● Page:
In Celery 4.x we only have tasks which are serialized to Command Messages that we publish to the Message Broker whenever we want to execute a Task.

Document messages are the messages we got as a result. Those message were stored in the Result Backend. They had a specific format which only the Celery 4.x library knew how to parse.

In Celery, we now have new types of messages we can use.

Document Messages may now also be produced whenever we publish a serialized representation of a Domain Model to the Message Broker. These messages may be received from a Data Source or published directly from the application.

Event Messages are a new concept for Celery. They describe that a Domain Event occurred. Multiple tasks can subscribe to an event. Whenever we receive an Event Message we publish those tasks as Command Messages to the Message Broker.

These fundamental architectural building blocks will aid us in creating a better messaging system. To encourage Ubiquitous Language, we will be using them in this document when applicable and in Celery’s codebase as well.

Message Broker ¶

In Celery 4.x each Celery Master connected to only one Message Broker cluster.

This is no longer the case. Celery now allows connecting to multiple Message Brokers even if they are of clusters that use different implementations of a message broker.

Users can consume messages from a Redis cluster, a RabbitMQ cluster, and an ActiveMQ cluster if they so desire.

This feature is useful when, for example:

The user migrates from a legacy system that uses other implementation of a Message Broker, but the new system uses a more modern one.
The user wants to split the load between clusters.
There’s a security reason to publish some messages to a specific cluster.

On some Message Broker implementations the Controller will assist in managing the cluster.

Data Sources & Sinks ¶

In Celery 4.x we had a Result Backend which was used to store task results and coordinate the execution of chords.

We extend the Result Backend concept further to allow new use cases such:

ETL.
Data Integration.
Reporting.
Taking action when data is inserted or updated.

In addition, like we did for the Message Broker, we now allow multiple data sources and sinks instead of one cluster of a Result Backend.

The responsibility for coordination of the execution of chords has moved to the Execution Platform.

Data Sinks ¶

A data sink is where task results are saved.

A task result may be saved in more than one data sink (e.g. a Kafka Topic and S3).

The Router is responsible for routing task results to the correct data sink(s) and properly serializing them.

● Do this: Continue the Celery design text after its final sentence about the Router routing task results to the correct data sinks.

● Provided data:
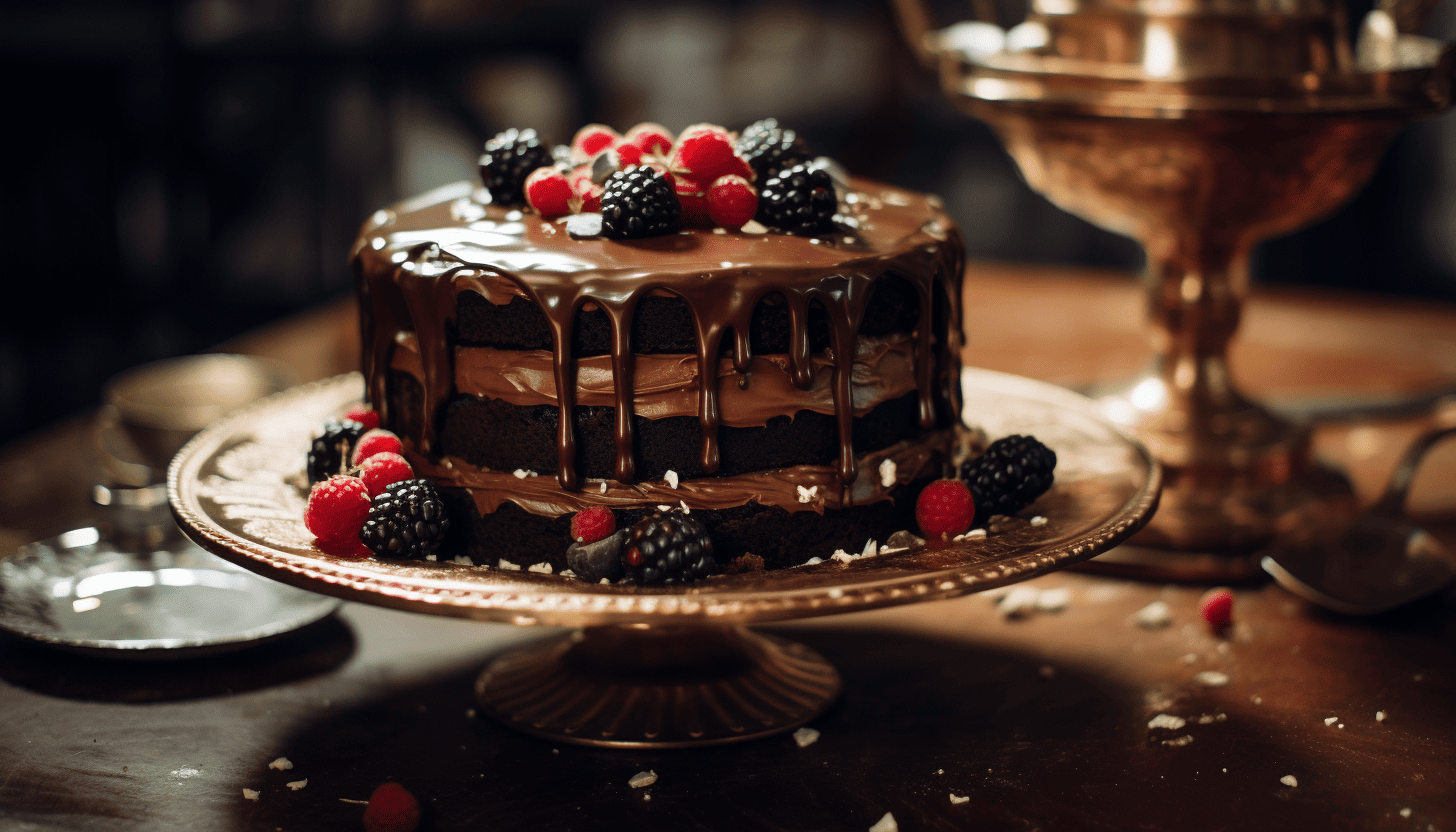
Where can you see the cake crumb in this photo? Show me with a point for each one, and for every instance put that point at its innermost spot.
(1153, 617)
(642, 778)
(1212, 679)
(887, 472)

==

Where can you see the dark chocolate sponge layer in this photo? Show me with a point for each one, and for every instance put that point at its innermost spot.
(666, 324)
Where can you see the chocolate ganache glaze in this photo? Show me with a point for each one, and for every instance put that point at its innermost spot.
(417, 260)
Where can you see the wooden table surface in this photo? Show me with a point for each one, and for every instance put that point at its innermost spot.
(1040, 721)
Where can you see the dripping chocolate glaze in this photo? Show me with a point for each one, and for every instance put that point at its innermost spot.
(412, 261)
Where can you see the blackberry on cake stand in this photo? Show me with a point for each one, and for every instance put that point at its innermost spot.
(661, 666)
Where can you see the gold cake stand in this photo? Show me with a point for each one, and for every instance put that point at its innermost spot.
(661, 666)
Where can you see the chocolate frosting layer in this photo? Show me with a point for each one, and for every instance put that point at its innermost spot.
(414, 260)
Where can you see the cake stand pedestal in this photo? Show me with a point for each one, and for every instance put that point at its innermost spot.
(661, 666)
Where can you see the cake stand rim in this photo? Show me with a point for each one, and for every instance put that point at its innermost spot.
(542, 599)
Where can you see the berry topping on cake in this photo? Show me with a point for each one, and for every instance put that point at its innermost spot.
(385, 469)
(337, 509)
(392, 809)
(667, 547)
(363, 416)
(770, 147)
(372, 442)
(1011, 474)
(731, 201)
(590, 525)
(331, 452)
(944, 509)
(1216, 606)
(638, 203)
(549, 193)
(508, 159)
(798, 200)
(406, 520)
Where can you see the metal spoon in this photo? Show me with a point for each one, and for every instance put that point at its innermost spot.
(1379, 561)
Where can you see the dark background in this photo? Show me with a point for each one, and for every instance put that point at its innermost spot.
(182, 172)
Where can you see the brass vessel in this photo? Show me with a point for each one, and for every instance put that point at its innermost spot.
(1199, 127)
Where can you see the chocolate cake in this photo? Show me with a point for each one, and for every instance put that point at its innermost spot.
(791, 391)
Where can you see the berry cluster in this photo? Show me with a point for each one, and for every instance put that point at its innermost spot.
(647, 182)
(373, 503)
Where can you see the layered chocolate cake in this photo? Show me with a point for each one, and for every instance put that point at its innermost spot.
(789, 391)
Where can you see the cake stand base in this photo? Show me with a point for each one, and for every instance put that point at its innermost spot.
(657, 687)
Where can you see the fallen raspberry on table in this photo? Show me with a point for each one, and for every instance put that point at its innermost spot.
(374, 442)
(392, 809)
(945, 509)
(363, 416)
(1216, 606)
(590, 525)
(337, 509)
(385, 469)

---

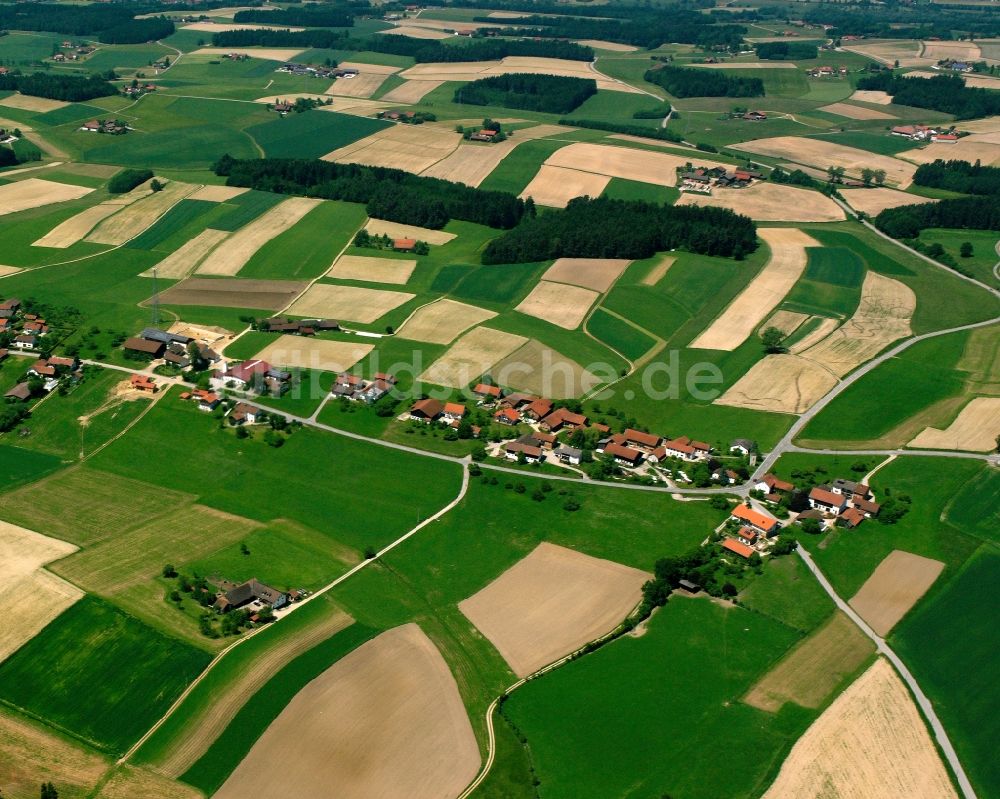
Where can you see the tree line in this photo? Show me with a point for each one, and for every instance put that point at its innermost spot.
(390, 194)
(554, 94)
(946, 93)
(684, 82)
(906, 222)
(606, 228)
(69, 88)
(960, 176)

● The output:
Data Sources ¶

A data source is a anything that stores data. It can be a Kafka topic, a S3 bucket, a RDBMS or even your local filesystem.

Some data sources can notify Celery of incoming data. Others, Celery needs to poll periodically using the Task Scheduler.

The Router is responsible for listening to incoming data from the various data sources connected to it.

Whenever the Router receives incoming data it sends a Document Message to the Publisher which in turn will publish it to the Message Broker.

Controller ¶

In Celery 4.x we provided a basic tool for controlling Celery instances called Celery Multi. We also provided Celery Beat for periodically scheduling tasks.

The Controller replaces those two components and extends their functionality in many ways.

The Controller is responsible for managing the lifecycle of all other Celery components.

Celery is a complex system with multiple components and will often be deployed in high throughput, highly available, cloud-native production systems.

The introduction of multiple components require us to have another component that manages the entire Celery cluster.

Instead of controlling Celery instances on one machine in a way that is agnostic to the production environment we’re operating in the Controller now provides a Platform Manager which manages Celery instances on one or many machines.

The Controller also manages and optimizes the execution of tasks to ensure we maximize the utilization of all our resources and to prevent expected errors.

That is why the Controller is now responsible for auto-scaling Celery instances, rate-limiting tasks, task concurrency limitations, task execution prioritization and all other management operations a user needs to operate a Celery cluster.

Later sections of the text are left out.